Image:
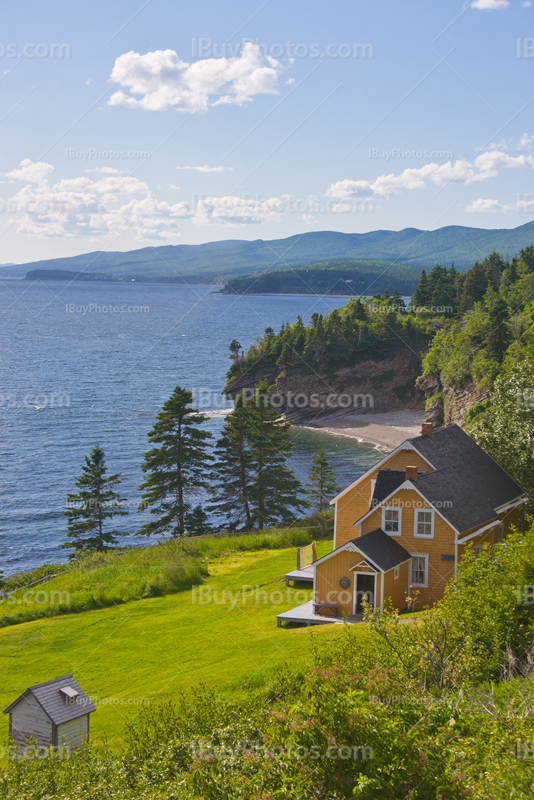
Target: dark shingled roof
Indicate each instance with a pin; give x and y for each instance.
(466, 477)
(387, 481)
(467, 486)
(53, 702)
(381, 549)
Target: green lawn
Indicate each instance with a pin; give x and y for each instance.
(151, 649)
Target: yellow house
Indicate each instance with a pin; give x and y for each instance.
(402, 527)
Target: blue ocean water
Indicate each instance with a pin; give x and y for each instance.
(74, 373)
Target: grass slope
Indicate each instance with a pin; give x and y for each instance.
(151, 649)
(237, 257)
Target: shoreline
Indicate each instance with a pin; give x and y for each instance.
(287, 294)
(385, 431)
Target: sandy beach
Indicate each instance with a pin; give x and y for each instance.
(386, 431)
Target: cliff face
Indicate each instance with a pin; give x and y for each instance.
(370, 386)
(446, 405)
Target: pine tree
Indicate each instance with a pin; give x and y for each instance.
(499, 337)
(197, 522)
(232, 473)
(421, 295)
(322, 486)
(94, 504)
(274, 491)
(177, 468)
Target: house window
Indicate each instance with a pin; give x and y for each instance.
(419, 570)
(424, 523)
(391, 521)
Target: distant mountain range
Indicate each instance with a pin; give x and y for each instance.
(213, 261)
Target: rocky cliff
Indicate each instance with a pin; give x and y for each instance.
(369, 386)
(445, 405)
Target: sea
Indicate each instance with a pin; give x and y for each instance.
(86, 363)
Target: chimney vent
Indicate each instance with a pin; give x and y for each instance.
(411, 473)
(427, 429)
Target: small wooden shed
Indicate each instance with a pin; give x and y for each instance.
(52, 714)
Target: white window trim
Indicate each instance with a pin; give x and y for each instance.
(392, 508)
(425, 584)
(422, 535)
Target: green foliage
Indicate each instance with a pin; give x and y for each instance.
(506, 430)
(21, 579)
(197, 522)
(438, 707)
(100, 580)
(344, 277)
(273, 492)
(351, 334)
(95, 503)
(177, 468)
(233, 470)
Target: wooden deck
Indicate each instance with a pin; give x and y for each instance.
(306, 616)
(305, 574)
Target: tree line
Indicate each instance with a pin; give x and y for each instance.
(245, 476)
(368, 328)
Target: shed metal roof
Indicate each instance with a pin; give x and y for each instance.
(381, 549)
(53, 701)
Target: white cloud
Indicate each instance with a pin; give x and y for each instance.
(486, 206)
(82, 206)
(33, 171)
(164, 82)
(231, 210)
(526, 142)
(112, 204)
(489, 5)
(205, 168)
(107, 170)
(484, 166)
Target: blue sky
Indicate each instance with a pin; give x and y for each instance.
(127, 125)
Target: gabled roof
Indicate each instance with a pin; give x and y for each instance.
(387, 481)
(53, 703)
(379, 550)
(468, 477)
(382, 550)
(467, 487)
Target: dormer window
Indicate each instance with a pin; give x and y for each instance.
(69, 694)
(424, 523)
(391, 521)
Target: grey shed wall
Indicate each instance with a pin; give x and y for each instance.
(28, 720)
(73, 734)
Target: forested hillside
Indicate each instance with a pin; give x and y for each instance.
(235, 257)
(345, 277)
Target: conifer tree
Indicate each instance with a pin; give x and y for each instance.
(421, 295)
(274, 491)
(232, 472)
(95, 503)
(177, 467)
(322, 485)
(500, 336)
(197, 522)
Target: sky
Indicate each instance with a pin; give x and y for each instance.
(136, 124)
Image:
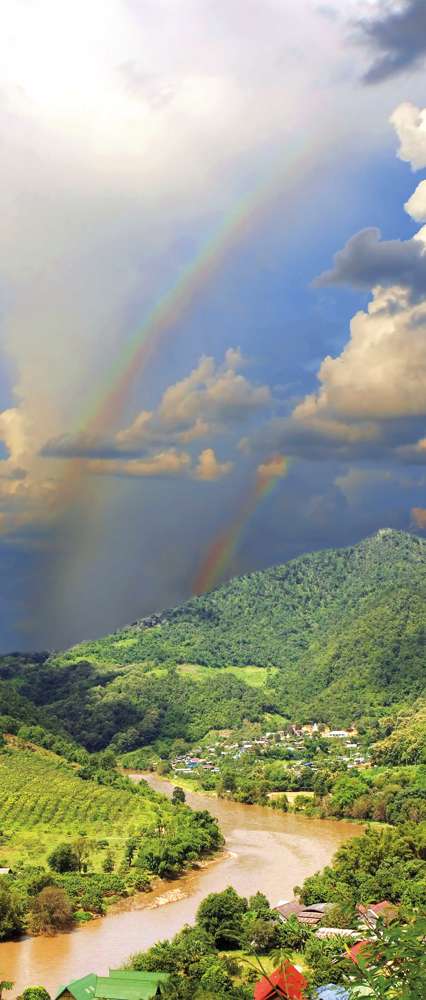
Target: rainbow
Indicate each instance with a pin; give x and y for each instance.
(102, 412)
(173, 304)
(224, 546)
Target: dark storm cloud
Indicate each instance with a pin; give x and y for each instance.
(398, 38)
(366, 261)
(328, 440)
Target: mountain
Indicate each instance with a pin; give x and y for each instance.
(335, 635)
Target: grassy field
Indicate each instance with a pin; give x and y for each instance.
(253, 676)
(43, 803)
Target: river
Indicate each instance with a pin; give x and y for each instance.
(264, 850)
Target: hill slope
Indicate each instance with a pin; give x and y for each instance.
(338, 633)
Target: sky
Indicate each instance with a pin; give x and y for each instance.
(212, 296)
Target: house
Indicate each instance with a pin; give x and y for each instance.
(78, 989)
(325, 932)
(310, 915)
(117, 985)
(286, 982)
(371, 913)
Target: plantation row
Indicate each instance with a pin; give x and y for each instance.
(37, 792)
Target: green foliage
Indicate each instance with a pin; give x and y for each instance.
(34, 993)
(50, 911)
(220, 915)
(393, 966)
(324, 959)
(11, 911)
(63, 859)
(382, 864)
(337, 634)
(178, 796)
(406, 743)
(42, 793)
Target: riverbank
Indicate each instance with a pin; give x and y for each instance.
(264, 850)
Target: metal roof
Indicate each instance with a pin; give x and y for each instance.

TASK REQUIREMENTS:
Write out all the entries exactly, except for the pictures.

RESPONSE TO THE EXERCISE:
Image:
Target: dark shingled roof
Indicate each instance with a pin; give x and y for each instance.
(466, 477)
(387, 481)
(467, 486)
(53, 702)
(381, 549)
Target: green lawn
Indicate each instance with a pin; give x and y for each instance.
(151, 649)
Target: yellow house
Indicate each instance with a pin; give x and y for each instance.
(402, 527)
Target: blue ocean water
Indicate each instance with a pin; give x and y for each instance.
(74, 373)
Target: grass slope
Indicate each instance with a pin; give x and y for each instance.
(151, 649)
(237, 257)
Target: shoreline
Indicate each instance with a pin; give x and y for each instance.
(287, 294)
(385, 431)
Target: sandy beach
Indicate each instance with a pin; give x and y for each instance.
(386, 431)
Target: cliff face
Indicate each instance with a pin; give x and y for each instance.
(370, 386)
(446, 405)
Target: pine tree
Indicate each instance with a pin; give x and y for each instance.
(499, 337)
(197, 522)
(232, 473)
(421, 295)
(322, 486)
(94, 504)
(274, 491)
(177, 468)
Target: house window
Indicate each instance with a pin; give x and y for each instance.
(419, 570)
(424, 523)
(391, 521)
Target: distant mountain range
Indicate each instance with a pin; give x and y for each instance.
(213, 261)
Target: rocky cliff
Indicate each instance with a pin; give x and y for each instance.
(369, 386)
(445, 405)
Target: sea
Indicate each instance with a pin; give x and y for each instance.
(86, 363)
Target: chimney vent
Indicate each instance with a pin; give x and y for each instance.
(411, 473)
(427, 429)
Target: small wooden shed
Indicate each instance with a pin; give x and y for each instance.
(52, 714)
Target: white window trim
Indicate each instance with a pin; give x and y for each instance.
(392, 508)
(425, 584)
(422, 535)
Target: green foliage
Indicate each instance with a pin; give x and y for each instance.
(506, 430)
(21, 579)
(197, 522)
(438, 707)
(100, 580)
(344, 277)
(273, 492)
(351, 334)
(95, 503)
(177, 468)
(233, 470)
Target: wooden deck
Indicate each instance with a pin; give x and y for each instance.
(306, 616)
(305, 574)
Target: tree line
Indicate each instance with a pin; give x and y for each instance.
(245, 476)
(368, 328)
Target: shed metal roof
Indicate each instance with a pin; give x and y for each instance.
(381, 549)
(53, 701)
Target: white cloud
Indicate each instance with a pin; give x and y for each instance.
(486, 206)
(82, 206)
(33, 171)
(164, 82)
(231, 210)
(526, 142)
(112, 204)
(489, 5)
(205, 168)
(107, 170)
(484, 166)
Target: blue sky
Indicate each instance with a pin; give x and y for each instance.
(127, 125)
Target: gabled roof
Indicate each instance with a pin; give x and y for each instance.
(387, 481)
(53, 703)
(379, 550)
(468, 477)
(382, 550)
(467, 487)
Target: dormer window
Indicate each instance with a pin; give x and y for each instance.
(69, 694)
(424, 523)
(391, 521)
Target: grey shed wall
Indicate each instance with a pin; give x and y for each instance.
(28, 720)
(73, 734)
Target: forested hillside
Indicate each instance with a pin; give x and y for each instance.
(235, 257)
(345, 277)
Target: conifer tree
Indicate each instance with a pin; give x and y for each instance.
(421, 295)
(274, 491)
(232, 472)
(95, 503)
(177, 467)
(322, 485)
(500, 336)
(197, 522)
Target: sky
Indicate each instance with a pin; give x and y for each instance.
(136, 124)
Image:
Target: rainbow
Indicate each instance with a pin; give x and y for each instance.
(102, 412)
(173, 304)
(224, 546)
Target: dark storm cloud
Indicate each instance with a pin; give x and y for each instance.
(398, 38)
(366, 261)
(328, 440)
Target: mountain
Indicate each instance with a pin; give x and y for each instance.
(335, 635)
Target: grassy field
Indicate each instance with a pin; give x and y for each instance.
(253, 676)
(43, 803)
Target: river
Indicate each instance with a pin; give x and y for each instance.
(264, 850)
Target: hill slope
Indicate each instance with a pin; give x and y for each instance.
(338, 633)
Target: sky
Indicate each instance with a pin; give x and y for each instance.
(212, 296)
Target: house
Indicate each instance with a pin; give x and y for each instance.
(78, 989)
(325, 932)
(310, 915)
(117, 985)
(286, 982)
(371, 913)
Target: plantation row
Indicate each instance with a pin; give x and y for each instance.
(37, 792)
Target: green foliage
Indicate each instance with a pin; give x and y for each instance.
(34, 993)
(50, 911)
(220, 915)
(393, 966)
(324, 959)
(11, 911)
(63, 859)
(382, 864)
(337, 634)
(178, 796)
(406, 743)
(42, 793)
Target: riverbank
Indicate each instance with a pin; give x and y for each instance.
(264, 850)
Target: metal roof
Indicate each instance with a pin; give x and y for each instance.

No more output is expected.